>> START Page
Gurdjieff International Review

The Struggle To Gather Attention

Louise Welch

You have to find out how to be deeply quiet and attentive without wishing to tamper in any way—to watch, even if something powerful wants to take you in a certain direction. Remain attentive, aware, in touch with your own focus. You can experience and to some degree participate. There is a quality of feeling that comes which is deeply related to this effort.


The question, “Where is my attention now?” relates most intimately to the need to see and know who I am. I watch. I am looking for the truth. Am I this “I” or that “I”? Who am I really? How can I observe? I can only observe what functions, what manifests.

What I can trust, as Mr. Gurdjieff said, are those moments when I think, feel and sense in agreement. It is a different quality of perception then, a moment of awareness. This is moving in the direction of understanding. I must watch. It is watching, not interference, that will produce the chemical change.


I have to begin by knowing why I make the effort. Usually my attention is dispersed in dreams, caught up in little knots throughout the body and mind. Maybe the mind will turn in another direction, and I will have the beginning of control over my attention. Here is where I must begin. I cannot hit myself on the head to stop associations. What I can do is to draw my attention away from where it is caught. The whole struggle is to gather my attention together until I reach a feeling of “I exist.”

There is a struggle between my wish to gather my attention and my body’s wish to go on its way in stupid associative habits. I cannot fight directly, but I can draw my attention away.


To direct our attention: that is the tool we need... See how fragile attention is, and yet it is my only instrument for work on myself.


Work on attention is very necessary. Without attention I do not exist. Collect attention, work for attention, put attention where I wish. It is our work to find a finer attention. This finer attention can come; the machine is made for it.


A whole revision of our ideas about attention is necessary.


By reaching another state of attention I can rise above associations. I must understand what I try to do, and not try to beat my organism into something it cannot do...

I can work to free myself from associations. If I take five or fifteen minutes to struggle, it is to struggle against accidental mechanical associations. Then I begin to have a real valuation of the Work. I see what it might be to think intentionally, but I do not try to stop thoughts.


Always my attention is taken, either by a great cathedral, or by a television, etc. It is taken! But it can be free and be mine.


Now you have no command over your attention; it goes in associations. With directed attention you would sense yourself throughout, and be there, and listen more completely.


We need mirrors and conditions of Work. You and I are conditions of Work. We exist for everybody; they exist for us.


What are my agitations now? Where is my attention now? Who am I now? Hold this long enough to have some impression of myself now. Then, when I have really tasted it, decide to let go.


The attention we speak of moves. I experience it as intensely concentrated, but there is an attention in which everything takes part. Either one loses oneself or the whole self takes part; “extended” is a good way of speaking of it. It is not complete attention, and while connected with the centre of gravity it has threads to the feelings, threads to the thoughts and to the sensations. In such moments I am able to experience myself more as whole. I am my attention.

The feeling of separation of “I” from “myself,’’ for which there are many names, is a valid separation. On the other hand, the element of disconnection emphasizes my feeling of being in parts. I have to see that this is so, but there is a difference between being lost in that and being alive to it. What will bring me closest to the feeling of my whole self? I call on the effort that will bring my attention, my thoughts, feeling and sensation together. When for a moment that fusion takes place, I feel myself as a whole.
>> END Page
▶ [Required task]:
Extend the piece on gathering attention, picking up after its final sentence.
>> START Entries provided
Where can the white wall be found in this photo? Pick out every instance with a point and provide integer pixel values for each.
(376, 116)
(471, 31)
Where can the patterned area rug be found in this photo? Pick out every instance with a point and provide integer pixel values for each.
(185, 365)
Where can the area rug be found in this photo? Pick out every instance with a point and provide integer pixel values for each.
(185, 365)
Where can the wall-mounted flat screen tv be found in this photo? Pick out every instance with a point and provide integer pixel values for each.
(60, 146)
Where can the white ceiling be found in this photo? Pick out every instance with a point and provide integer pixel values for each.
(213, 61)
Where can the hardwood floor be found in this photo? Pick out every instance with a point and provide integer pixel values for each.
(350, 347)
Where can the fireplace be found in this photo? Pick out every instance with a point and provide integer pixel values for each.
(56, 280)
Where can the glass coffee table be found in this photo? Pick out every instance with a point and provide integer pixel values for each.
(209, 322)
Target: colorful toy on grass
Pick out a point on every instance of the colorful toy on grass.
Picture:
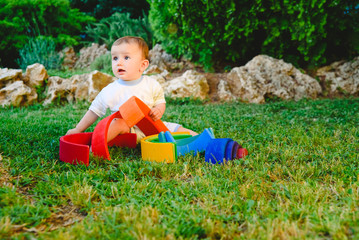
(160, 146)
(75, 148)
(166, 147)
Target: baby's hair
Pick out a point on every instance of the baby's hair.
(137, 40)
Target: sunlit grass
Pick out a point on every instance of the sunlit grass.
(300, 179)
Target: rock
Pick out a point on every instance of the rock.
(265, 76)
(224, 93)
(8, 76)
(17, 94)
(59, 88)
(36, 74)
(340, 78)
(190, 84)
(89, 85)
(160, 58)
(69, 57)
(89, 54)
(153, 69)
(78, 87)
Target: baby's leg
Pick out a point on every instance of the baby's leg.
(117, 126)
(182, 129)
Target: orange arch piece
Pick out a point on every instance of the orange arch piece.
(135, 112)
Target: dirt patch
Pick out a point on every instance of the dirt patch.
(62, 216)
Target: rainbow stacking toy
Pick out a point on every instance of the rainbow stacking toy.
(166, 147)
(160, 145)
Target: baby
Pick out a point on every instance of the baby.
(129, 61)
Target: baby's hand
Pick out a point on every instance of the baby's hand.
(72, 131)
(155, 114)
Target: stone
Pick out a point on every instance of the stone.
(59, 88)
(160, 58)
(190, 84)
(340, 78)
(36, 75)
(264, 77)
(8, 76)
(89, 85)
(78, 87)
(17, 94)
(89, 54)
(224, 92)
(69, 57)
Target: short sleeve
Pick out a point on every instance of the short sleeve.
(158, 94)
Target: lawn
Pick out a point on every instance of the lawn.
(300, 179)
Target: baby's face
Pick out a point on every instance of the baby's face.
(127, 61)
>> END Entries provided
▶ [Reply]:
In order to carry out a task, I must call on all three centres. This is the only way I will be awake enough.

Find two times in the day when you can be by yourself, really by yourself and be quiet and relaxed. Turn toward your own centre. Turn away from the noise and whirr of the machine, toward your central possibility.

When I put my attention somewhere with seriousness, relaxation takes place; energies tend to take their correct place. I must have many impressions of myself in many different situations. My attention must go where I have decided to put it, on relaxation, on trying to go deeper, to centre myself. No words can express it. It is possible not to be lost in ideas and associations. It is important to gather attention and quiet down, disengaging oneself from tension, from fascinating thoughts, quivering emotions, noises in the street, telephone, the thought that I have something else to do. These concern, rightly, my ordinary life. They have their place. My body knows what it wants, not what I want. I must teach all my parts what I want. This is the necessary taming. I must take hold of my attention and be free of all distraction. I have to die to this distraction for the moment.


Trying to divide attention is an experiment. It is not a state of self-remembering. Self-remembering is a fused or blended attention, the attention of the real mind, the true feeling and the cooperation of the instinctive and moving parts. This is an image of the attention we wish to arrive at...

We were speaking of “I” and “we.” There is a division between what represents “I” and what represents my organism and my functions. In order to study that, we try to divide our attention. This is just one step.

With self-remembering, we speak of the three in one. The one contains three when all are rightly related. Free, true attention, which is one of the faculties that we are struggling for, includes the attention of thought and feeling. It guides the effort. If there is a passion for truth in me, this helps the effort of attention. When I undertake a study of attention, it is true that some dislike will interfere with my attention. That will dissolve into anything, even fatigue. The attention we are looking for has a free quality.

We have to try many experiments. Remember that none of them is a description of self-remembering. All are steps. These are all certain efforts to find yourself. To be free, it has to be an unencumbered attention, not committed to thought or feeling, but including everything.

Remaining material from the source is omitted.